WHAT IS REQUIRED »
Rewrite every line of the material below as a JSON list of strings, one string per line, with blank lines omitted.

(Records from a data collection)
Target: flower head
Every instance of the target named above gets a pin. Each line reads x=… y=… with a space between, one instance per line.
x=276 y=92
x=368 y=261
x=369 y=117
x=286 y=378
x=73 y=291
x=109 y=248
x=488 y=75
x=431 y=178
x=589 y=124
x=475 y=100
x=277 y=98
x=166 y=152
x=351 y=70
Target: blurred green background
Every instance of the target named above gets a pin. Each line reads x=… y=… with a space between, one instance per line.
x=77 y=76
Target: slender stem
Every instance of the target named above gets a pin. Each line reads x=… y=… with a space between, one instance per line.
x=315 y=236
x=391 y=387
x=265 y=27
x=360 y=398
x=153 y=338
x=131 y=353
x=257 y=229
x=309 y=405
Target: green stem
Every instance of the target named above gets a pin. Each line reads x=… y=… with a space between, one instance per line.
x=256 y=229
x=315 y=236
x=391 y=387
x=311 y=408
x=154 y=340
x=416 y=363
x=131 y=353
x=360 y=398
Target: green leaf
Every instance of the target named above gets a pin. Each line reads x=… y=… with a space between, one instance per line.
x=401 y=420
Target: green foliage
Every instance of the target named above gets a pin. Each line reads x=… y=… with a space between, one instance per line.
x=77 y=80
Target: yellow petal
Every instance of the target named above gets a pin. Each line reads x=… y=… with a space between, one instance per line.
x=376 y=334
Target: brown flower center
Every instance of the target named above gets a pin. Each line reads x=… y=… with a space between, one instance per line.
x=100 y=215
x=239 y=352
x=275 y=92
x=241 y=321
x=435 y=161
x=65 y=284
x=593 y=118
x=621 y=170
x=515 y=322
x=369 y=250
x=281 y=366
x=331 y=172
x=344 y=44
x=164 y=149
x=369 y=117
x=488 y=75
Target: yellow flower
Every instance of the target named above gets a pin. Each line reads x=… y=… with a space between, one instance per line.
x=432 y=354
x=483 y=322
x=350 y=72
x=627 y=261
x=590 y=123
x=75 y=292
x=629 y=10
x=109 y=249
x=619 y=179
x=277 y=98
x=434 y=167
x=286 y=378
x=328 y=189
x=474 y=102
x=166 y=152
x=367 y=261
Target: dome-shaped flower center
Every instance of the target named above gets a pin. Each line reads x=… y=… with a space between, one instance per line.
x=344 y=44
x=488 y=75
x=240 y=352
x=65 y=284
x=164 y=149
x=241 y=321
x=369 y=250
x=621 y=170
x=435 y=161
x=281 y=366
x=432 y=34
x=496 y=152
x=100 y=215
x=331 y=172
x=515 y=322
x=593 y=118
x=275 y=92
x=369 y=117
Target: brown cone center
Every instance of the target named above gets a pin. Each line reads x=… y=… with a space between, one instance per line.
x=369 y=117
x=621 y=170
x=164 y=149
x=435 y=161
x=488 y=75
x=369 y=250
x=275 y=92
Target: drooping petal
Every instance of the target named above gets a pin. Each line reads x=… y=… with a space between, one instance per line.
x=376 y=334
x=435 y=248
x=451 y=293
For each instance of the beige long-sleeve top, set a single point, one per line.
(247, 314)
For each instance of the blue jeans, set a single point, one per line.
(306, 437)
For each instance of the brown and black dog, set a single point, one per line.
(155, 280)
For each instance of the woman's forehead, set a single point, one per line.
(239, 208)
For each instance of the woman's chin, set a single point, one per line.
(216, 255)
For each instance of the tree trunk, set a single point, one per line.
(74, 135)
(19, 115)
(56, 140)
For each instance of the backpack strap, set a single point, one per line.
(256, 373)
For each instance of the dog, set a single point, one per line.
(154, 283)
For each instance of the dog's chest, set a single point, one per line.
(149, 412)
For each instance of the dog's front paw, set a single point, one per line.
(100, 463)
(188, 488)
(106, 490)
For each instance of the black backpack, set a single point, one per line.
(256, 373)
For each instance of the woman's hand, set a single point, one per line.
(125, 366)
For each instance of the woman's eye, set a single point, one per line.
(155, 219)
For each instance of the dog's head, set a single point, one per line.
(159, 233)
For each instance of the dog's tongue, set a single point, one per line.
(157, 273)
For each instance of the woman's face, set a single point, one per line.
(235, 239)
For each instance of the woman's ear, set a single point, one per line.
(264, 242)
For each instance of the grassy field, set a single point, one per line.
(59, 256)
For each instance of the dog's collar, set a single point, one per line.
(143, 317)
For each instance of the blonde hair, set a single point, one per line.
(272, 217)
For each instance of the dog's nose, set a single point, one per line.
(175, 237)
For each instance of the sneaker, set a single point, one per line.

FINISHED EXERCISE »
[
  "Target: flower head",
  "Every instance of the target named above gets a pin. Each line reads x=… y=… with a space between, one instance per line.",
  "x=276 y=92",
  "x=368 y=261",
  "x=369 y=117",
  "x=286 y=378",
  "x=73 y=291",
  "x=109 y=248",
  "x=488 y=75",
  "x=431 y=178",
  "x=589 y=124",
  "x=475 y=100",
  "x=277 y=98",
  "x=166 y=152",
  "x=351 y=70",
  "Target: blurred green background",
  "Every instance of the target named above gets a pin. Each line reads x=… y=… with a space between, one instance per line.",
  "x=77 y=76",
  "Target: slender stem",
  "Every instance of the target named above gets a pin. Each line reads x=… y=… with a space between, one instance per line.",
  "x=315 y=236",
  "x=391 y=387",
  "x=265 y=27",
  "x=360 y=398",
  "x=153 y=338",
  "x=131 y=353",
  "x=257 y=229",
  "x=309 y=405",
  "Target: green stem",
  "Every instance of the target named above gets a pin. Each line reads x=… y=… with a space between, one instance per line.",
  "x=256 y=229",
  "x=315 y=236",
  "x=391 y=387",
  "x=311 y=408",
  "x=154 y=340",
  "x=416 y=363",
  "x=131 y=353",
  "x=360 y=398",
  "Target: green leaf",
  "Every instance of the target named above gets a pin. Each line reads x=… y=… with a space between, one instance per line.",
  "x=401 y=420",
  "Target: green foliage",
  "Every instance of the target named above gets a pin. Each line reads x=… y=… with a space between, one instance per line.",
  "x=77 y=80",
  "Target: yellow petal",
  "Every instance of the target named above gets a pin. Each line reads x=… y=… with a space between, one instance per line.",
  "x=376 y=334",
  "Target: brown flower center",
  "Every instance of the target named above gets a pin. Each line reads x=… y=… with a space between, one instance per line.",
  "x=100 y=215",
  "x=239 y=352",
  "x=275 y=92",
  "x=241 y=321",
  "x=435 y=161",
  "x=65 y=284",
  "x=593 y=118",
  "x=621 y=170",
  "x=515 y=322",
  "x=369 y=250",
  "x=281 y=366",
  "x=331 y=172",
  "x=344 y=44",
  "x=164 y=149",
  "x=369 y=117",
  "x=488 y=75",
  "Target: yellow flower",
  "Every instance of the target named above gets a pin. Each line reads x=… y=… with a space between, one instance per line.",
  "x=432 y=354",
  "x=483 y=322",
  "x=350 y=72",
  "x=627 y=261",
  "x=590 y=123",
  "x=75 y=292",
  "x=629 y=10",
  "x=109 y=249",
  "x=619 y=179",
  "x=277 y=98",
  "x=434 y=167",
  "x=286 y=378",
  "x=328 y=189",
  "x=474 y=102",
  "x=166 y=152",
  "x=367 y=261",
  "Target: dome-shaped flower center",
  "Every instance of the target named above gets a pin. Each line reads x=… y=… with a space between, one instance per line.",
  "x=344 y=44",
  "x=488 y=75",
  "x=240 y=352",
  "x=65 y=284",
  "x=164 y=149",
  "x=241 y=321",
  "x=369 y=250",
  "x=621 y=170",
  "x=435 y=161",
  "x=281 y=366",
  "x=432 y=34",
  "x=496 y=152",
  "x=100 y=215",
  "x=331 y=172",
  "x=515 y=322",
  "x=593 y=118",
  "x=275 y=92",
  "x=369 y=117",
  "Target: brown cone center",
  "Every instance of the target named above gets a pin. Each line reads x=… y=… with a space between, one instance per line.",
  "x=369 y=117",
  "x=621 y=170",
  "x=164 y=149",
  "x=435 y=161",
  "x=488 y=75",
  "x=369 y=250",
  "x=275 y=92",
  "Target: drooping petal",
  "Every instance of the target named above gets a pin. Each line reads x=… y=… with a space between, one instance per line.",
  "x=376 y=334",
  "x=435 y=248",
  "x=451 y=293",
  "For each instance of the beige long-sleeve top, set a single point, one per line.",
  "(247, 314)",
  "For each instance of the blue jeans, set a single point, one per line.",
  "(306, 437)",
  "For each instance of the brown and black dog, set a single point, one per line.",
  "(155, 280)",
  "For each instance of the woman's forehead, set a single point, one per line.",
  "(239, 208)",
  "For each instance of the woman's chin, set a single point, one per line.",
  "(216, 255)",
  "For each instance of the tree trunk, set a single point, one per line.",
  "(74, 135)",
  "(19, 115)",
  "(56, 140)",
  "For each instance of the backpack strap, set a single point, one per line.",
  "(256, 373)",
  "For each instance of the dog, set a single point, one per line.",
  "(154, 283)",
  "For each instance of the dog's chest, set a single point, one per line.",
  "(149, 412)",
  "For each instance of the dog's front paw, set a single point, one per line.",
  "(100, 463)",
  "(188, 488)",
  "(106, 490)",
  "For each instance of the black backpack, set a single point, one per line.",
  "(256, 373)",
  "For each instance of the woman's hand, set a single point, one per line.",
  "(125, 366)",
  "For each instance of the woman's eye, set a single point, one per line.",
  "(155, 219)",
  "For each instance of the dog's head, set a single point, one per line.",
  "(159, 233)",
  "For each instance of the dog's tongue, set a single point, one per line.",
  "(157, 273)",
  "For each instance of the woman's face, set a single point, one per line.",
  "(235, 239)",
  "For each instance of the woman's ear, set a single point, one per line.",
  "(264, 242)",
  "For each instance of the grassy field, set a single point, one per line.",
  "(59, 256)",
  "For each instance of the dog's collar, set a single point, one per line.",
  "(143, 317)",
  "For each instance of the blonde hair, set a single point, one per line.",
  "(272, 217)",
  "For each instance of the dog's nose, set a single point, one per line.",
  "(175, 237)",
  "For each instance of the sneaker, set a single point, one per line."
]